_Текст документа_
========================================

При втором подходе основное внимание уделяется метафорическому значению, возникающему при взаимодействии слов в структуре словосочетания и предложения. Он является наиболее распространённым: для него границы метафоры более широкие - она рассматривается на уровне синтаксической сочетаемости слов. Этот подход содержит больше динамизма. Наиболее ярко его позиция отражена в интеракционистской теории М.Блэка.
Третий подход - самый инновационный, поскольку рассматривает метафору как механизм формирования смысла высказывания в различных функциональных разновидностях речи. Для данного подхода метафора -это функционально-коммуникативное явление, реализующееся в высказывании /тексте.
Первые два подхода обусловили развитие третьего, который можно назвать функционально-коммуникативным. Следует выделить несколько
теорий, обеспечивших методологическую базу данного подхода. Прежде всего это прагматическая и когнитивная теории метафоры.

========================================

_Исходный материал_
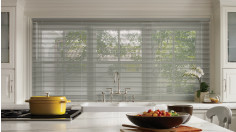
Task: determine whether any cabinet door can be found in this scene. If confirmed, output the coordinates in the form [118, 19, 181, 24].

========================================

_Задание 1_
Перепишите фрагмент текста о подходах к метафоре, который начинается со слов "Третий подход - самый" и заканчивается словами "когнитивная теории метафоры.", заменив "самый инновационный" на "самый новаторский".
_Задание 2_
Ответьте на вопросы по тексту о подходах к метафоре:
(а) В какой теории наиболее ярко отражена позиция второго подхода?
(б) Как можно назвать третий подход?
(в) Какие теории прежде всего обеспечили методологическую базу третьего подхода?

_Ответ 1_
Третий подход - самый новаторский, поскольку рассматривает метафору как механизм формирования смысла высказывания в различных функциональных разновидностях речи. Для данного подхода метафора -это функционально-коммуникативное явление, реализующееся в высказывании /тексте.
Первые два подхода обусловили развитие третьего, который можно назвать функционально-коммуникативным. Следует выделить несколько
теорий, обеспечивших методологическую базу данного подхода. Прежде всего это прагматическая и когнитивная теории метафоры.

_Ответ 2_
(а) В интеракционистской теории М. Блэка.
(б) Функционально-коммуникативным.
(в) Прагматическая и когнитивная теории метафоры.